Exercise instructions
Copy out all of the material, matching it word for word.
>> begin Data excerpts
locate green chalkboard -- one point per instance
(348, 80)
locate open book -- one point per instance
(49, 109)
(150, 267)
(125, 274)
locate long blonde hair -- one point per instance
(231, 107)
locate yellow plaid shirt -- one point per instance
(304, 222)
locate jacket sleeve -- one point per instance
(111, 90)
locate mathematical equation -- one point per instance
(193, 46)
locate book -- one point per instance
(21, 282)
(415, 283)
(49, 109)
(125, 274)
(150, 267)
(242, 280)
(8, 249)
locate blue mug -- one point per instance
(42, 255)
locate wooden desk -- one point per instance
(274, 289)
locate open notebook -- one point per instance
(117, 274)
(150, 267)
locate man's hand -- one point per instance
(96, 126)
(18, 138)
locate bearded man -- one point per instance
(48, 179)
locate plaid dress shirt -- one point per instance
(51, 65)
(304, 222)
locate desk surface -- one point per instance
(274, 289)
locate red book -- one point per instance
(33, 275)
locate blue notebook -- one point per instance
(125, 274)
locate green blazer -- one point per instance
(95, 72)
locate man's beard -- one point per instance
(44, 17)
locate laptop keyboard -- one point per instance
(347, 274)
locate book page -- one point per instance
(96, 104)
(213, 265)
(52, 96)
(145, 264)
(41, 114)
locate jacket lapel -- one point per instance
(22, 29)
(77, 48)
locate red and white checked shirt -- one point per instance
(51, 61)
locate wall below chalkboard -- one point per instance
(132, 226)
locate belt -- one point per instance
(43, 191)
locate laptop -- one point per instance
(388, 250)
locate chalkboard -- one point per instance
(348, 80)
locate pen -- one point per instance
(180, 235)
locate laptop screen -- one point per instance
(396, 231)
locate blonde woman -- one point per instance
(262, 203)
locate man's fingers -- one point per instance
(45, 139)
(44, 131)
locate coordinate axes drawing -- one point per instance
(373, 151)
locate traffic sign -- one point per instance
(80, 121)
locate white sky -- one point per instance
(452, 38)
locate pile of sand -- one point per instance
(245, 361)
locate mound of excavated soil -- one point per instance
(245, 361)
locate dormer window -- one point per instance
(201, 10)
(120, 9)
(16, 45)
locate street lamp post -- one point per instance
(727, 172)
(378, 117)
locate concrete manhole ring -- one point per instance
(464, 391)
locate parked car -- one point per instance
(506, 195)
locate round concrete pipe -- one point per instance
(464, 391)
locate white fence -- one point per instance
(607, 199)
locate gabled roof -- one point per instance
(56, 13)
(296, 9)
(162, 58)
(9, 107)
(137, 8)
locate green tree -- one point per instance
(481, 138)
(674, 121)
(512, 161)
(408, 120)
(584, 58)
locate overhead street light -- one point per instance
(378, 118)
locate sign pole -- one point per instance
>> end Data excerpts
Task result
locate green chalkboard -- one point per instance
(348, 80)
locate open book -- one point per instance
(49, 109)
(150, 267)
(125, 274)
locate long blonde hair -- one point per instance
(231, 107)
locate yellow plaid shirt -- one point per instance
(304, 222)
locate jacket sleeve -- one point per instance
(111, 90)
locate mathematical equation -- one point per instance
(193, 46)
locate book -- one point per instance
(21, 282)
(415, 283)
(49, 109)
(125, 274)
(150, 267)
(242, 280)
(8, 249)
locate blue mug -- one point per instance
(42, 255)
locate wooden desk -- one point per instance
(274, 289)
locate open notebook -- one point per instance
(117, 274)
(150, 267)
locate man's hand -- one point per instance
(96, 126)
(18, 138)
locate bearded man -- one point per instance
(48, 179)
locate plaid dress shirt -- one point per instance
(51, 65)
(304, 222)
locate desk surface -- one point per instance
(274, 289)
locate red book -- one point per instance
(33, 275)
locate blue notebook -- one point per instance
(125, 274)
locate green blazer -- one point per instance
(95, 72)
locate man's beard -- one point per instance
(44, 17)
locate laptop keyboard -- one point per instance
(347, 274)
locate book page -- one point per instance
(96, 104)
(213, 265)
(52, 96)
(145, 264)
(41, 114)
locate jacket lapel -- one point per instance
(22, 29)
(77, 48)
locate red and white checked shirt -- one point per instance
(51, 61)
locate wall below chalkboard -- one point per instance
(132, 226)
locate belt -- one point per instance
(43, 191)
locate laptop -- one point per instance
(388, 250)
locate chalkboard -- one point per instance
(348, 80)
locate pen -- one point per instance
(180, 235)
locate laptop screen -- one point per instance
(396, 231)
locate blonde woman -- one point per instance
(262, 203)
locate man's fingers -- one point per instance
(45, 139)
(44, 131)
locate coordinate axes drawing -- one point per instance
(373, 151)
locate traffic sign -- one point per instance
(80, 121)
locate white sky -- one point per instance
(452, 38)
locate pile of sand -- one point per instance
(245, 361)
locate mound of excavated soil -- one point per instance
(245, 361)
locate dormer window -- one point per instance
(201, 10)
(120, 9)
(16, 45)
locate street lamp post -- one point per instance
(727, 172)
(378, 117)
locate concrete manhole ring -- one point per instance
(464, 391)
locate parked car -- one point per instance
(506, 195)
locate round concrete pipe -- one point per instance
(464, 391)
locate white fence -- one point per instance
(607, 199)
locate gabled roof -- one point per instance
(56, 13)
(296, 9)
(162, 58)
(9, 107)
(137, 8)
locate green tree -- one point per instance
(481, 138)
(674, 121)
(512, 161)
(408, 120)
(584, 58)
locate overhead street light -- one point per instance
(378, 118)
locate sign pole -- one point per instance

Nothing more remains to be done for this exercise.